*Exercise description:* Write out the full listing exactly as given, minus the images.

== Entries

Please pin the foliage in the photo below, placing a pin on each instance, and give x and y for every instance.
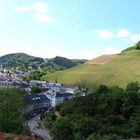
(11, 119)
(67, 63)
(62, 129)
(119, 71)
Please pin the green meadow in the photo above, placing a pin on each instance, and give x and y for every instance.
(120, 71)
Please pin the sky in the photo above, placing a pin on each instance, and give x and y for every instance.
(82, 29)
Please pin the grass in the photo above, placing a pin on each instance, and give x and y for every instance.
(120, 71)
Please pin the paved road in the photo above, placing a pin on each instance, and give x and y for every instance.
(43, 133)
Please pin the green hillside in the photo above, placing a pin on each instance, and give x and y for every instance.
(122, 69)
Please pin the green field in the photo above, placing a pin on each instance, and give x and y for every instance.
(121, 70)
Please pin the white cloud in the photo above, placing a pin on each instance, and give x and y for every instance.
(135, 37)
(123, 33)
(41, 12)
(104, 34)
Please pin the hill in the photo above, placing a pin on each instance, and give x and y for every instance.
(102, 59)
(21, 60)
(122, 69)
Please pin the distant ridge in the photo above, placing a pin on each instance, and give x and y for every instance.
(102, 59)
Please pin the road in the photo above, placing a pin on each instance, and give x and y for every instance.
(42, 132)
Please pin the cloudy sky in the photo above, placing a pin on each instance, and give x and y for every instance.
(69, 28)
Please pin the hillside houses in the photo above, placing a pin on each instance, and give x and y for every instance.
(35, 104)
(58, 93)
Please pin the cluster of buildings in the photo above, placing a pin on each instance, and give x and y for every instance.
(54, 94)
(35, 103)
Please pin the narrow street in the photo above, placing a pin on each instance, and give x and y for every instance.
(38, 130)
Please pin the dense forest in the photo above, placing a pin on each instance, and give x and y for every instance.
(109, 113)
(11, 119)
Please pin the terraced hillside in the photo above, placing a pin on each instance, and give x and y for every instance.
(102, 59)
(122, 69)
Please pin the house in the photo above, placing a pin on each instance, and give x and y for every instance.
(37, 83)
(58, 87)
(6, 84)
(35, 104)
(57, 97)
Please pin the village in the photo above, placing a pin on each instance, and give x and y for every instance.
(47, 96)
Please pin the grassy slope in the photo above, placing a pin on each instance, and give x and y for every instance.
(121, 70)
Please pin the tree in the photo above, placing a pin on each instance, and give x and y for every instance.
(137, 46)
(62, 129)
(133, 86)
(102, 89)
(11, 119)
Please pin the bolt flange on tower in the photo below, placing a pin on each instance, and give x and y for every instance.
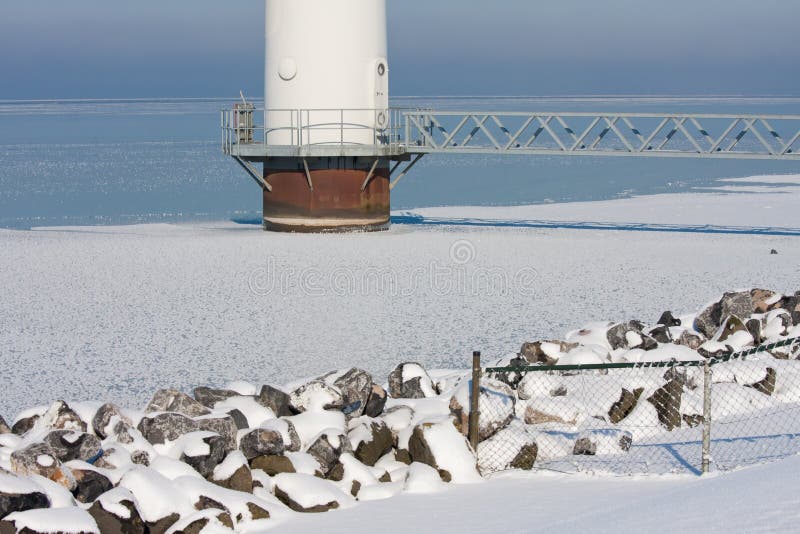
(324, 139)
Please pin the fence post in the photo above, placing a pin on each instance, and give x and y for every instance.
(474, 414)
(706, 414)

====

*Solution below:*
Please pin the foliage in the photo below, placing a pin on each instance, and give x and y for every instance.
(11, 119)
(67, 63)
(62, 129)
(119, 71)
Please pin the green meadow in the photo above, placing a pin on each instance, and give x and y for every instance.
(120, 71)
Please pin the sky in the photo above, placing a pin on each instance, and give x and y for every instance.
(82, 29)
Please pin the grass in the photo above, placing a pin on each instance, and give x and y for every instance.
(120, 71)
Please pin the paved road in the photo above, placing a pin on each instance, and give x and y for every instance.
(43, 133)
Please pin the green hillside in the photo above, placing a pin on each instance, and give x and y for every instance.
(122, 69)
Please pin the green field in the photo above, placing a pin on each instance, and give x and y for every instance.
(121, 70)
Please pin the white cloud in the photo above, placing a pin on each instance, and give x and y for every instance.
(135, 37)
(123, 33)
(41, 12)
(104, 34)
Please pin the hill in the photo above, placing a pin on each instance, and give x and y for every instance.
(102, 59)
(21, 60)
(122, 69)
Please pin the distant ridge in the photo above, placing a pin on each instance, and give x and y for every instance.
(102, 59)
Please pin the road in the photo above, placing a pin on each instance, and give x and y for every instance.
(42, 132)
Please pin the cloudy sky in the photo above, placing a pin on each instance, and give x and y for every instance.
(69, 28)
Please pin the hillside houses in the photo above, placing a pin on each instance, and give x and y for every instance.
(35, 104)
(58, 93)
Please pin the cluster of buildings in the photo above, placing a pin on each instance, and give x and y for every instance.
(54, 94)
(35, 103)
Please pin the narrow street in the photo above, placing a pin on each instance, and give x and y for every instance.
(38, 130)
Please pin the dense forest in the photo above, placing a pin on each instance, and give x and y for every instance.
(109, 113)
(11, 119)
Please pin the terraced hillside in the photo above, placing a pin on each instance, and give x and y for every instance.
(102, 59)
(122, 69)
Please pin the house in the photo above, placing a pin on each instance, and give x and y for every instance.
(37, 83)
(58, 87)
(6, 84)
(35, 104)
(57, 97)
Please pin the village in the photo above, placing a pin on each instance, and give x and y for every instance.
(47, 96)
Please pin the grassy slope in the photo above, placing a pin on each instance, and give x and y for every instance.
(121, 70)
Please pin the tree in the photo above, placing a pin on each instance, and give x and y for every instance.
(137, 46)
(62, 129)
(133, 86)
(102, 89)
(11, 119)
Please pin the bolt flange on tower in the photo below, placing a pin on each instance, and give x and y for every instance.
(324, 139)
Please pin the fence post in the photo above, placing a pin on each instance, and give x and y for every instance.
(474, 414)
(706, 414)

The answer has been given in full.